EXERCISE
Render every line of the material below as a Markdown table with columns named Row and Line, numbering the rows in order and skipping any blank lines.

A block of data
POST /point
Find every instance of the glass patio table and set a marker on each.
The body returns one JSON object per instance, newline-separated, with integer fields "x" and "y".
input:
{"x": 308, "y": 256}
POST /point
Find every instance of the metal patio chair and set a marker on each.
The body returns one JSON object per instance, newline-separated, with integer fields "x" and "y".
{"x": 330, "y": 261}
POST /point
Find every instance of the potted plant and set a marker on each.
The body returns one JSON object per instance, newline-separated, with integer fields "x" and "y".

WRITTEN ANSWER
| Row | Line |
|---|---|
| 1 | POST /point |
| 2 | Find every instance of the glass patio table and set a marker on each. |
| 3 | The body returns one JSON object per instance, newline-separated, with integer fields "x" and "y". |
| 4 | input: |
| 5 | {"x": 308, "y": 256} |
| 6 | POST /point |
| 7 | Find every instance of the metal patio chair and set a marker on each. |
| 8 | The body returns one JSON object per instance, newline-separated, with integer fields "x" and "y". |
| 9 | {"x": 330, "y": 261} |
| 10 | POST /point |
| 11 | Find every instance of the potted plant and set a marker on each. |
| 12 | The body returns one JSON object per instance, newline-separated, with integer fields "x" and "y". |